* Work order
Every line below should be copied exactly; drop the pictures.
◇ ◇ ◇
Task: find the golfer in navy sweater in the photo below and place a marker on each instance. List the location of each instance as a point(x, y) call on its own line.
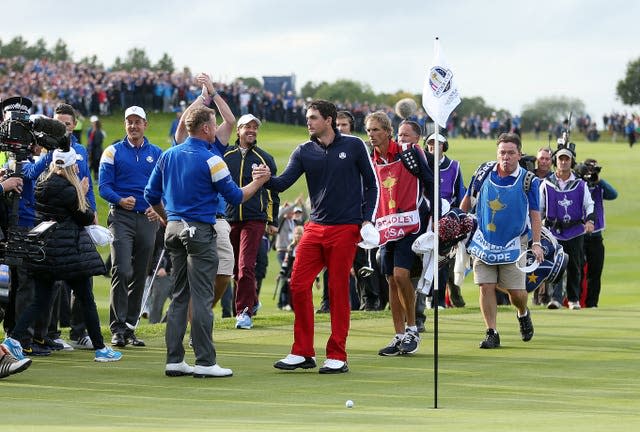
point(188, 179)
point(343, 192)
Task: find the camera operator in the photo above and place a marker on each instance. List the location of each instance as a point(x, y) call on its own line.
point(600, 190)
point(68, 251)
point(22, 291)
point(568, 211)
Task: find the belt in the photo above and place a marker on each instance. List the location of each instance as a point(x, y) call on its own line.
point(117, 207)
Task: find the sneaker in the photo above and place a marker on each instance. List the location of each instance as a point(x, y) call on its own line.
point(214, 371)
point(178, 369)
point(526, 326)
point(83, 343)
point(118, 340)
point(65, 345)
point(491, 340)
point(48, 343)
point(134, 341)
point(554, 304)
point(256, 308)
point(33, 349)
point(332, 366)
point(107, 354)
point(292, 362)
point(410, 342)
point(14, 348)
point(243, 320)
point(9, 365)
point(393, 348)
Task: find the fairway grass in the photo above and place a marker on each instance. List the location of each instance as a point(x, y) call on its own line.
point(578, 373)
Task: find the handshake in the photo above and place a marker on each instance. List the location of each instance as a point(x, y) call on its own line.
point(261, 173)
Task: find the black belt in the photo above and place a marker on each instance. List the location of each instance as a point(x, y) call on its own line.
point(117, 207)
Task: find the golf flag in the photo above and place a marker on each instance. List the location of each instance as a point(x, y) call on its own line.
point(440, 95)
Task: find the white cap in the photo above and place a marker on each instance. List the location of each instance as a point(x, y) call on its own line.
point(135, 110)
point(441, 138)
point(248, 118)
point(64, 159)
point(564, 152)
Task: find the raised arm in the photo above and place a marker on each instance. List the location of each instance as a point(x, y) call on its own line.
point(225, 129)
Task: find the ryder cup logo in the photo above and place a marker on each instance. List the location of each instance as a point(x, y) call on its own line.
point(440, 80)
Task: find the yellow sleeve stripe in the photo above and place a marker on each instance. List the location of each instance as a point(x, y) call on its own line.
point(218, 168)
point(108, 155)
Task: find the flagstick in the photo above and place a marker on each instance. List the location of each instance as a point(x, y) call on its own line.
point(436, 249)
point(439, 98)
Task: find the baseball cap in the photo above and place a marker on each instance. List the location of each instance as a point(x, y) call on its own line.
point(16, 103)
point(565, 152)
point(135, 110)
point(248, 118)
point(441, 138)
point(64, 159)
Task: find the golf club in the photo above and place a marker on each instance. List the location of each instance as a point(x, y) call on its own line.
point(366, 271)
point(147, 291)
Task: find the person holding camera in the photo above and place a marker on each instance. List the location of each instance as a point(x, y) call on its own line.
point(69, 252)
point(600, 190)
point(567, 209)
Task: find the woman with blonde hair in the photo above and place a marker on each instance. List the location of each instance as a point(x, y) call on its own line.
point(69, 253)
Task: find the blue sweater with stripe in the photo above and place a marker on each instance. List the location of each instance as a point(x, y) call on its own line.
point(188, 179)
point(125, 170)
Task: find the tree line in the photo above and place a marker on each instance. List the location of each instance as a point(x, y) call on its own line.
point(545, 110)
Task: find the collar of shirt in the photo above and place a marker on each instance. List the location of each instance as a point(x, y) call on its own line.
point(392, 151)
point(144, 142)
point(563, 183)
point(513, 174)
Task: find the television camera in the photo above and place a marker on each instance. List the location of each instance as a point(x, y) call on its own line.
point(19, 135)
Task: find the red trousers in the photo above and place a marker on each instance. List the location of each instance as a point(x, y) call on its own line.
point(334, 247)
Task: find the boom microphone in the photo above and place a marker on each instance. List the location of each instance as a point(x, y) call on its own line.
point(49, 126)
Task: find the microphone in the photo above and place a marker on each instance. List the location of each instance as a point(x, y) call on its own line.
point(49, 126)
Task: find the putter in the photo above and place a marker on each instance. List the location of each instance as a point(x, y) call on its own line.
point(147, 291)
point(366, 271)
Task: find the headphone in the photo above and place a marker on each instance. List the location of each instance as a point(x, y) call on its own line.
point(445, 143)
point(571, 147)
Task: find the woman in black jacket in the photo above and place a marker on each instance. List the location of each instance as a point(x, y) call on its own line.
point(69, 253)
◇ ◇ ◇
* Response area
Task: find the golfer in navy sweater in the photo below and place a marker on each instance. List the location of each instance as a point(x, y) call on its own line.
point(188, 179)
point(343, 192)
Task: find the camera operator in the photo above and place a marker on each instance. List the location of each instance as a point(x, y) call on its own line.
point(600, 190)
point(68, 251)
point(22, 291)
point(568, 211)
Task: find the belt in the photo above and place a marker on each instance. List the location of each instance as a point(x, y) call on its own line.
point(117, 207)
Task: find the sneaker in the photo above and place a marker on each instance. List the location of each instance as a point(x, y) call on its own line.
point(214, 371)
point(178, 369)
point(526, 326)
point(83, 343)
point(118, 340)
point(65, 345)
point(491, 340)
point(48, 343)
point(134, 341)
point(554, 304)
point(256, 308)
point(33, 349)
point(332, 366)
point(107, 354)
point(292, 362)
point(410, 342)
point(14, 348)
point(243, 320)
point(9, 365)
point(393, 348)
Task: find the fairway grass in the photo above and place a marker on each instance. List the location of each instance as a point(x, y) call on its own line.
point(578, 373)
Task: find the handshake in the photo above and place a marker on each instance. List the location of each instance as a point(x, y) call on its own line.
point(261, 173)
Task: find the black belt in the photo above and place a marker on each instance. List the location of each instance as a point(x, y) call on its own line.
point(117, 207)
Task: find the golf flag in the photo above and place a marker on each instance. List the location of each instance as a point(x, y) call on its own line.
point(440, 95)
Task: find the white cap in the photo above and place a marker on each instance. List the location of each instance as a point(x, y) call on its own line.
point(135, 110)
point(441, 138)
point(248, 118)
point(64, 159)
point(564, 152)
Task: find the raised arm in the photo above and place a marker on each instance. List the location of each instance as a point(x, y) call on its own line.
point(225, 129)
Task: find the ryder cup logo in the photo above and place a marker on each instance. List the location of each instance as a point(x, y) call on its own line.
point(440, 80)
Task: find the yellow sleeve stripe in the photo above and place a marker on each instance. List the location of each instance as a point(x, y) call on its own line.
point(218, 168)
point(108, 155)
Task: find the flagstick in the photo above and place a marker on each instance. List the location of each instance as a point(x, y) call on its own line.
point(436, 249)
point(439, 98)
Task: find the baseball cap in the photo above and place a marker on each instance. List the location of each instance as a point(x, y) call on its own line.
point(16, 103)
point(565, 152)
point(135, 110)
point(248, 118)
point(441, 138)
point(64, 159)
Task: find the golf club in the photo above and place a marker on each instance. List the location of each instance as a point(x, y) call on its own line.
point(366, 271)
point(147, 291)
Task: find the person holding camera in the photo above and place a marker on each instance. List the location of each instance as a point(x, y) call on its own line.
point(69, 252)
point(600, 190)
point(567, 209)
Task: find the woman with blonde hair in the photo above and place a marker on each instance. List the location of each instance as a point(x, y) call on its own line.
point(69, 253)
Task: find the blue sweater with stripe in the photo above and place a marker on each instance. List the location of each instance as a point(x, y) call on its own line.
point(188, 179)
point(125, 170)
Task: find the tree line in the photo above and place a marker on each instance. List the location of each instance as a point(x, y) call on its own line.
point(545, 110)
Task: find the collar of shirt in the photo above and place a marker on each instance. List the location of each instance as a point(x, y) call on its own line.
point(392, 151)
point(144, 142)
point(563, 183)
point(513, 174)
Task: find the television camera in the photo above and place a marker on each instance. List the location of each instance as a point(x, y) call on its own line.
point(19, 135)
Task: find the red trousers in the photo above and place a marker on each instance. List the location of each instance as a point(x, y) call on its own line.
point(334, 247)
Task: find the boom microphone in the photo above and place a marker on each instance. List the location of each instance as a point(x, y) call on its own line.
point(49, 126)
Task: find the microphone in the photo above and place a marker on each instance. List the location of each instance as a point(x, y) call on its own line.
point(49, 126)
Task: find the putter in the photo above and place a marker on each instance. List the location of each instance as a point(x, y) call on its own line.
point(147, 291)
point(366, 271)
Task: find the headphone in the photo above and place a marker on each instance. List the location of each instance as a point(x, y) call on its own line.
point(445, 143)
point(571, 147)
Task: find the woman in black jacket in the photo above and place a marker on each instance. List the location of each instance as a point(x, y) call on its own line.
point(69, 253)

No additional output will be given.